**Task brief**
Copy each line of the listing below exactly and drop the images.
Segment Start: Listed entries
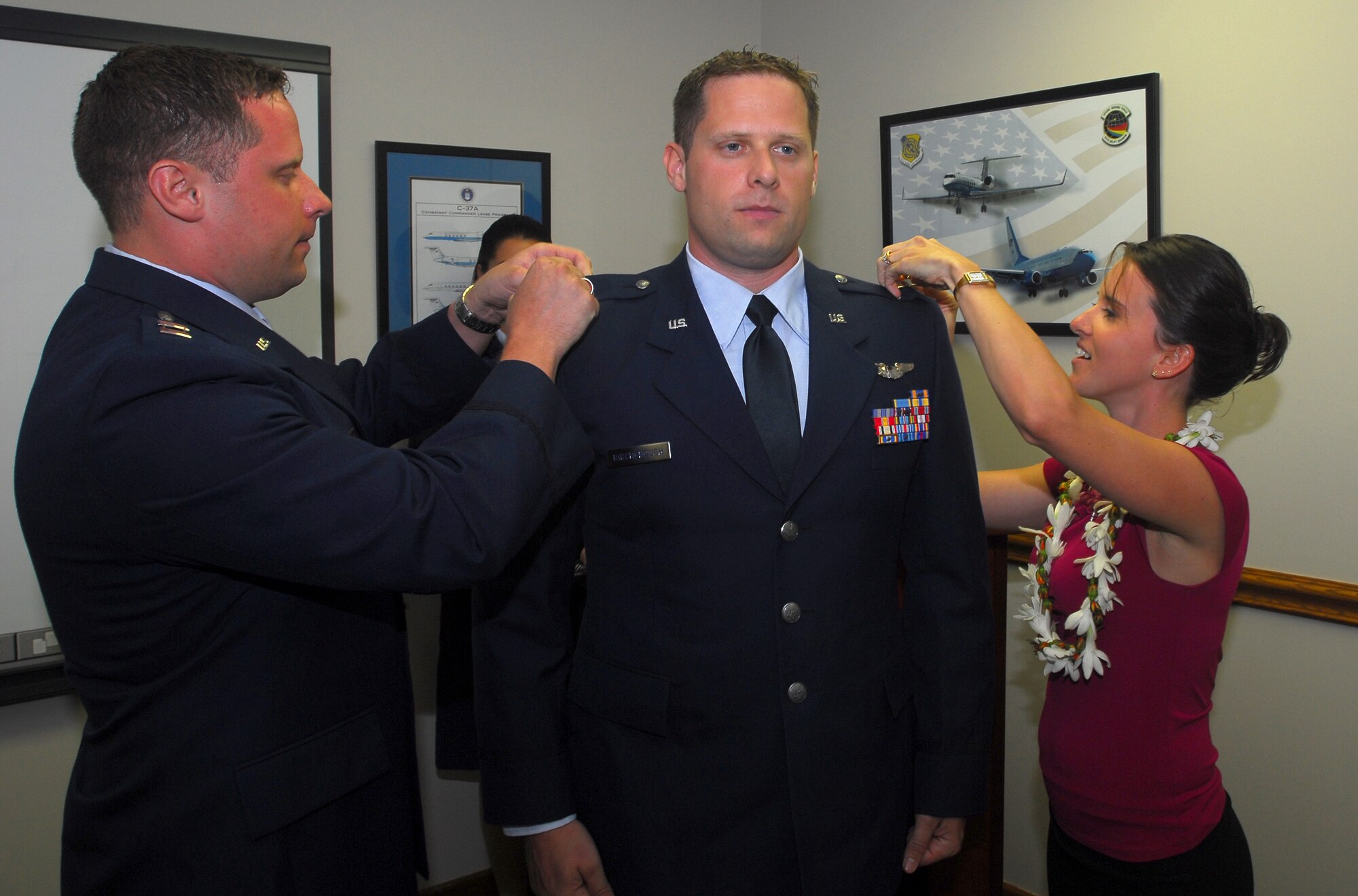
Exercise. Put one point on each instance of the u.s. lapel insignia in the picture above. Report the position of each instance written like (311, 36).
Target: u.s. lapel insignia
(896, 371)
(906, 420)
(169, 326)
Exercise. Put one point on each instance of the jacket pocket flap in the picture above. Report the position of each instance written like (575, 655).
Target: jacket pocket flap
(298, 780)
(619, 694)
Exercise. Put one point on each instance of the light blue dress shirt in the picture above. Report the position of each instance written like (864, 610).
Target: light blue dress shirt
(726, 303)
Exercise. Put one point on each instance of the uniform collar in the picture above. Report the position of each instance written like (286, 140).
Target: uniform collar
(726, 301)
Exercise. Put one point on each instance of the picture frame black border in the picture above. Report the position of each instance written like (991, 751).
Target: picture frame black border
(1150, 83)
(384, 150)
(37, 679)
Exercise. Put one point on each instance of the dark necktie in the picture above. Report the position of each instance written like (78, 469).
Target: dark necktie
(771, 392)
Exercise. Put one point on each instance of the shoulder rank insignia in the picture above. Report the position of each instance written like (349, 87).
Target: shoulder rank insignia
(896, 371)
(169, 326)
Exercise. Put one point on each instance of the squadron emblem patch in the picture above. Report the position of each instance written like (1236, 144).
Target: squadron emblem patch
(911, 150)
(1117, 126)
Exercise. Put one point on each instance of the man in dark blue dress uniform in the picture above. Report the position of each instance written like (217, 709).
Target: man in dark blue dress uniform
(752, 707)
(218, 523)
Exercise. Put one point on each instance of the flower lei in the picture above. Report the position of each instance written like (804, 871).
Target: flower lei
(1083, 658)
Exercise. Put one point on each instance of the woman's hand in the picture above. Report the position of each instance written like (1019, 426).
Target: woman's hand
(927, 267)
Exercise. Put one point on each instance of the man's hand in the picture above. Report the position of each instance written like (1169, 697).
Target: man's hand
(932, 840)
(566, 863)
(551, 312)
(490, 298)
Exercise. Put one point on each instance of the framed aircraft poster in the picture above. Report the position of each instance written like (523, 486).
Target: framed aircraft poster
(1040, 189)
(434, 204)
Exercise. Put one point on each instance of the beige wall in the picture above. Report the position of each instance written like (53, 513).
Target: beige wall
(1258, 131)
(1258, 145)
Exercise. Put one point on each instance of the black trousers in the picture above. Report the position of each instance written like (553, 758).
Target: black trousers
(1217, 867)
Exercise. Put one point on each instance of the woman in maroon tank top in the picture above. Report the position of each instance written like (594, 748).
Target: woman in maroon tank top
(1140, 540)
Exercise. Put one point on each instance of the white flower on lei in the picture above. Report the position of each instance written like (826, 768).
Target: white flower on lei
(1201, 434)
(1091, 660)
(1101, 567)
(1082, 621)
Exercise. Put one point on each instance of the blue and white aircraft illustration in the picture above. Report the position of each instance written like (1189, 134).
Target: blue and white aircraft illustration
(1067, 265)
(456, 238)
(958, 187)
(452, 260)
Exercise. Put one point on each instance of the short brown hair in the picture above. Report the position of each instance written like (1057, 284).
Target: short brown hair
(692, 102)
(165, 102)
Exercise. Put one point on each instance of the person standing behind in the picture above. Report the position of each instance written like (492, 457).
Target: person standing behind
(217, 525)
(752, 708)
(456, 735)
(456, 726)
(1144, 545)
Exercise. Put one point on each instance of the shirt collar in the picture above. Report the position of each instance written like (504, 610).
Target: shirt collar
(726, 301)
(218, 291)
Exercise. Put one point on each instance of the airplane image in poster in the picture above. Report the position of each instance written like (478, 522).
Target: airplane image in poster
(959, 187)
(456, 238)
(452, 260)
(1067, 265)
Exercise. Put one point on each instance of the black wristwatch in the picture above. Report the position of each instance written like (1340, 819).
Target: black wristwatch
(469, 320)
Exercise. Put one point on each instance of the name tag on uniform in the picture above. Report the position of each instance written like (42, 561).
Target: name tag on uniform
(906, 420)
(639, 454)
Segment End: Listed entries
**Solution to this task**
Exercise. Put one point on each instance of the u.s. lapel insignia in the picture above. Report the position of each instance written like (311, 36).
Target: u.s. lapel insignia
(896, 371)
(906, 420)
(169, 326)
Exercise. Put one point on each instance of the jacket pocket flap in the picture above. Report the position of each instance written like (575, 655).
Target: jacket pocket flap
(298, 780)
(619, 694)
Exercise. Put one point on each instance of the light blue dress shirt in the picture above. Report the position of each instance written like (864, 610).
Target: light blue dress shirt
(726, 303)
Exercise. Put one point on each instance of the uniform collar in the picture above. Report the position of each instance written like (286, 140).
Target: uniform collar
(726, 301)
Exercise. Put one point on each instance of the picture frame black border in the picture above. Report the position of each instance written like (991, 751).
Target: picture frame black border
(1150, 83)
(384, 150)
(37, 679)
Exercise. Put one point on each instance of the dark necktie in the picture above. Report the position of each instance written like (78, 469).
Target: dark necktie
(771, 392)
Exercise. Put one point on each instance of the shoulder rank insignia in the picture above. Report the position of each instance written like (349, 87).
Target: shoulder rank insignia
(896, 371)
(169, 326)
Exercise. Put one point on each instance of the squadron emblem patch in the picture above. Report the position of each instance written like (1236, 144).
Target: squadron emblem patch
(911, 150)
(1117, 126)
Exercise. Put one point on each instance of the man in dark blue dress uniform in the picture above. Report the position of each instance written like (217, 709).
Target: man in dark blue dress uniform
(752, 707)
(218, 523)
Exercise. Put one point on each instance of the flower lei in the picture above. Report the position of each instance written like (804, 871).
Target: flower lei
(1083, 658)
Exercise. Put one point on each instance of the woman's hand in the picture above. Report the position of each instance written like (1019, 426).
Target: woman's hand
(927, 267)
Exercise. Put one point on each instance of the man's hand in the picture above. Report the position of each instance written like (1169, 697).
Target: man's hand
(932, 840)
(566, 863)
(551, 312)
(490, 298)
Exercise. Put one point on each instance of the framed aircraft poster in the picture above. Report the position of each instance written like (523, 486).
Target: framed aircraft poster
(1040, 189)
(434, 204)
Exercise. Put one point on each instance of the beige wall in the picture above. Report the position of each instance written like (53, 513).
Target: beige wall
(1258, 131)
(1258, 145)
Exercise. Put one point on each instance of the black trousers in the picture above. Report the position of each instance written like (553, 758).
Target: black trousers
(1217, 867)
Exercise. Put one point on each instance of the woman in maroon tank top in the picture above. Report the position of each instance written like (594, 748).
Target: woman in maroon tank top
(1140, 540)
Exercise. Put one point on each instance of the white flower on lei in the picture above. Report the position of each instance written like (826, 768).
Target: white flower on lei
(1201, 434)
(1091, 660)
(1101, 567)
(1082, 621)
Exercise. Put one point on each instance of the blue and white aircraft illustration in the picture above. Report the position of each instance written like (1189, 134).
Target: blue and white aircraft illustration
(1067, 265)
(456, 238)
(958, 187)
(452, 260)
Exercise. Put one point on each instance of the short brown hair in the picture above. Report the position of each instance written like (1057, 284).
Target: short brown hair
(692, 102)
(165, 102)
Exercise. Put one point on each instance of the person standing behind in the picture above. Report the position of each instance written like (492, 457).
Target: person standing behind
(217, 525)
(752, 708)
(456, 735)
(456, 726)
(1144, 545)
Exercise. Put one point on each instance of the shirt collar in the picture above. Report the position of each instance written like (504, 610).
Target: shirt collar
(726, 301)
(218, 291)
Exercise. Put one point on each instance of the airplane image in poster in the picture above. Report the position of each instance written like (478, 522).
Target: airplane image in poster
(959, 187)
(456, 238)
(452, 260)
(1067, 265)
Exercise. Put one point on each instance of the black wristwatch in the picture above. Report the position of each instance written like (1340, 819).
Target: black wristwatch
(469, 320)
Exercise. Put one point on each instance of the name tag on uniform in the picture above. Report the position of each instance written like (42, 561).
Target: name tag on uniform
(906, 420)
(639, 454)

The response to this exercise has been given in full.